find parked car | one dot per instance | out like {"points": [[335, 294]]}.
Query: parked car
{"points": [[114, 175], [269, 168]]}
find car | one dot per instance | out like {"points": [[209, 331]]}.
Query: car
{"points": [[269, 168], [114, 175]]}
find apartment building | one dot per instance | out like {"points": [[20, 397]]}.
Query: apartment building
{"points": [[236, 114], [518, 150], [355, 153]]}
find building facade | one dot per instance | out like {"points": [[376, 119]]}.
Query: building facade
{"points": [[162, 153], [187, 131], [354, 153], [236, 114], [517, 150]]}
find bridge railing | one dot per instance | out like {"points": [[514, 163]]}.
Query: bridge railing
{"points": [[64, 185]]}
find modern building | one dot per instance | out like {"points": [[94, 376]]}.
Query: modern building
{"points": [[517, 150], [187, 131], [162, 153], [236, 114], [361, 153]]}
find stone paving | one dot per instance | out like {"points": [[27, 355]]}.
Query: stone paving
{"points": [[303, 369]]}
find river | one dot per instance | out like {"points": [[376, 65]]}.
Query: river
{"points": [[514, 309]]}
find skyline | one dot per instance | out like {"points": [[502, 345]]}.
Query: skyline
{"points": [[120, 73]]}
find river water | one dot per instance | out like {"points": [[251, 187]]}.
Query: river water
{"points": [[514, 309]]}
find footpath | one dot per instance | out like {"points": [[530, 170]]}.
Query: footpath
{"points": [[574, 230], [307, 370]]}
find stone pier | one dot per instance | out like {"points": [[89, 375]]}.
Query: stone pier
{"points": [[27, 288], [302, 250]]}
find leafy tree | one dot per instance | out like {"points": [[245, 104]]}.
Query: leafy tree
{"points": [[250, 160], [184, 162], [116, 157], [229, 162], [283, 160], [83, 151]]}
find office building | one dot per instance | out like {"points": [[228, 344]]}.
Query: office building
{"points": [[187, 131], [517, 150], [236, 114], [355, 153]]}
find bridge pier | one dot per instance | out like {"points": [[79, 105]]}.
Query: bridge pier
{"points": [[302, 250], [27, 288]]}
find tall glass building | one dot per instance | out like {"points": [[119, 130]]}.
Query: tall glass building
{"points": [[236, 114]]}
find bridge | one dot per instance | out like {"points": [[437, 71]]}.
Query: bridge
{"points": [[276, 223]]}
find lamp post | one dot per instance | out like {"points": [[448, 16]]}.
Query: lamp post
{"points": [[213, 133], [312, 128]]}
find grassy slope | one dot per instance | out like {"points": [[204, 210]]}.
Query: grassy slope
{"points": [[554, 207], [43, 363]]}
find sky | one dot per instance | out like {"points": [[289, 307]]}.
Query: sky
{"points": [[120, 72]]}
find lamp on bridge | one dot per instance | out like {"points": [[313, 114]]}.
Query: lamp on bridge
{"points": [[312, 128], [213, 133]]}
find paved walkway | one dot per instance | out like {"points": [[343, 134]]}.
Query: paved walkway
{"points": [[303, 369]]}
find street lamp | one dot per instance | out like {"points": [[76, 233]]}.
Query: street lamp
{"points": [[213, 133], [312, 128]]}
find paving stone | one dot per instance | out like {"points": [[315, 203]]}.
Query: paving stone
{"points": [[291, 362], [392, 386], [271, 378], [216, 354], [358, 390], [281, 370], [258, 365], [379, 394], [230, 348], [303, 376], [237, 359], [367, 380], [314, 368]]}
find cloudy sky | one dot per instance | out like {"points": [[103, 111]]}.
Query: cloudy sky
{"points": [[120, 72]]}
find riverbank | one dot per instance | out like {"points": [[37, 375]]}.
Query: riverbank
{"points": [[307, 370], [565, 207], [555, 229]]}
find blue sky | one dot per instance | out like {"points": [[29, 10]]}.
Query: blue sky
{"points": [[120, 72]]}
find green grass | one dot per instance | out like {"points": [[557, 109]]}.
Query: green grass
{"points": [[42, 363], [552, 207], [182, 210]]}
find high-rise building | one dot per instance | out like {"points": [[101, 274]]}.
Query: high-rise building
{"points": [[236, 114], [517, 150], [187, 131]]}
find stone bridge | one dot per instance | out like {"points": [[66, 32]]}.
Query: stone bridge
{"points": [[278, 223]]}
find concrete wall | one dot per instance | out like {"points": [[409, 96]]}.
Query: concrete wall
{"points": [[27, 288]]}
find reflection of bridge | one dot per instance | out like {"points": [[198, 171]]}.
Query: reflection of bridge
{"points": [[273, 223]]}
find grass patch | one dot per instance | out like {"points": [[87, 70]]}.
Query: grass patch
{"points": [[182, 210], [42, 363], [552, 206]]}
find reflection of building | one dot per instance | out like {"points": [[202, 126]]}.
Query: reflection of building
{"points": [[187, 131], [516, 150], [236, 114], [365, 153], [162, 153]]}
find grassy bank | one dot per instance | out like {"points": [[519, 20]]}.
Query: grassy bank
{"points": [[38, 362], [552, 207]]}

What this task involves:
Convert every line of the data above into a numbered list, leaving out any blank lines.

Solution to this problem:
1. find parked car | one dot per instance | out like {"points": [[335, 294]]}.
2. Query: parked car
3. {"points": [[114, 175], [269, 168]]}
4. find car | one dot per instance | out like {"points": [[209, 331]]}.
5. Query: car
6. {"points": [[269, 168], [114, 175]]}
7. find apartment building | one dot per instance | out like {"points": [[20, 397]]}.
8. Query: apartment building
9. {"points": [[236, 114], [518, 150], [355, 153]]}
10. find building facade | one dot per instance | out like {"points": [[376, 119]]}.
11. Query: building facade
12. {"points": [[162, 153], [187, 131], [354, 153], [236, 114], [517, 150]]}
13. find bridge railing | one dot per instance | out like {"points": [[514, 163]]}.
14. Query: bridge railing
15. {"points": [[64, 185]]}
16. find modern building | one dot per instance | out like {"points": [[94, 376]]}.
17. Query: modern building
18. {"points": [[517, 150], [187, 131], [162, 153], [236, 114], [361, 153]]}
19. find stone paving | one dot per instance | out like {"points": [[27, 355]]}.
20. Query: stone paving
21. {"points": [[303, 369]]}
22. find river | one dot per instance | out like {"points": [[376, 65]]}.
23. Query: river
24. {"points": [[514, 309]]}
25. find skyline | one dot per instance | out like {"points": [[502, 345]]}.
26. Query: skyline
27. {"points": [[120, 73]]}
28. find river water | one dot per instance | out like {"points": [[251, 187]]}.
29. Query: river water
30. {"points": [[514, 309]]}
31. find footpath | one dot per instance | out like {"points": [[530, 170]]}.
32. Query: footpath
33. {"points": [[574, 230], [307, 370]]}
34. find stone pier | one dot per instance | out like {"points": [[89, 375]]}.
35. Query: stone pier
36. {"points": [[27, 288], [302, 250]]}
37. find leafy tree | one dot per instance | out like {"points": [[245, 104]]}.
38. Query: leafy tree
39. {"points": [[250, 160], [184, 162], [116, 157], [229, 162], [283, 160], [83, 151]]}
40. find office building | one dot per instance | out like {"points": [[228, 344]]}.
41. Query: office building
42. {"points": [[187, 131], [517, 150], [236, 114], [355, 153]]}
43. find bridge pier | one dot per instance | out like {"points": [[79, 105]]}.
44. Query: bridge pier
45. {"points": [[302, 250], [27, 288]]}
46. find tall glass building | one dot per instance | out like {"points": [[119, 130]]}.
47. Query: tall glass building
48. {"points": [[236, 114]]}
49. find bridge | one dot per instance | out like {"points": [[437, 71]]}.
50. Query: bridge
51. {"points": [[276, 223]]}
52. find lamp post | one dot per instance | out like {"points": [[448, 16]]}.
53. Query: lamp post
54. {"points": [[213, 133], [312, 128]]}
55. find grassy slope | one dot per instance | out like {"points": [[204, 210]]}.
56. Query: grassy slope
57. {"points": [[554, 207], [43, 363]]}
58. find sky | one dot per instance | out like {"points": [[289, 307]]}.
59. Query: sky
60. {"points": [[120, 72]]}
61. find lamp on bridge | one dot per instance | out like {"points": [[313, 114]]}.
62. Query: lamp on bridge
63. {"points": [[312, 128], [213, 133]]}
64. find paved walkway | one dot per instance | out like {"points": [[343, 134]]}.
65. Query: paved walkway
66. {"points": [[303, 369]]}
67. find street lamp | one dot per instance | out like {"points": [[76, 233]]}.
68. Query: street lamp
69. {"points": [[213, 133], [312, 128]]}
70. find paving stone | one dot per instance | out like {"points": [[315, 203]]}.
71. Query: paving stone
72. {"points": [[291, 362], [392, 386], [271, 378], [216, 354], [358, 390], [281, 370], [258, 365], [379, 394], [230, 348], [303, 376], [237, 359], [367, 380], [314, 368]]}
73. find cloudy sky | one dot per instance | out like {"points": [[103, 111]]}.
74. Query: cloudy sky
75. {"points": [[120, 72]]}
76. find riverbank | one dot per instance | out like {"points": [[37, 375]]}.
77. Query: riverbank
78. {"points": [[307, 370], [565, 207], [555, 229]]}
79. find blue sky | one dot per instance | out like {"points": [[29, 10]]}.
80. Query: blue sky
81. {"points": [[120, 72]]}
82. find green grass | one dot per instance | out like {"points": [[557, 109]]}.
83. Query: green grass
84. {"points": [[42, 363], [552, 207], [182, 210]]}
85. find high-rise building | one dot per instance | out like {"points": [[101, 274]]}.
86. Query: high-rise building
87. {"points": [[236, 114], [517, 150], [187, 131]]}
88. find stone bridge | one dot per instance | out like {"points": [[66, 32]]}.
89. Query: stone bridge
90. {"points": [[278, 223]]}
91. find concrete wall | one dot per instance | out like {"points": [[409, 96]]}.
92. Query: concrete wall
93. {"points": [[27, 288]]}
94. find reflection of bridge | one dot per instance | out like {"points": [[198, 171]]}.
95. Query: reflection of bridge
96. {"points": [[273, 223]]}
97. find grass patch | one dot per instance | out like {"points": [[87, 70]]}.
98. Query: grass patch
99. {"points": [[182, 210], [42, 363], [552, 206]]}
100. find reflection of building | one dot per instance | out like {"points": [[202, 126]]}.
101. Query: reflection of building
102. {"points": [[187, 131], [516, 150], [236, 114], [365, 153], [162, 153]]}
103. find grassy bank | one dot per instance | out like {"points": [[519, 20]]}.
104. Query: grassy bank
105. {"points": [[38, 362], [552, 207]]}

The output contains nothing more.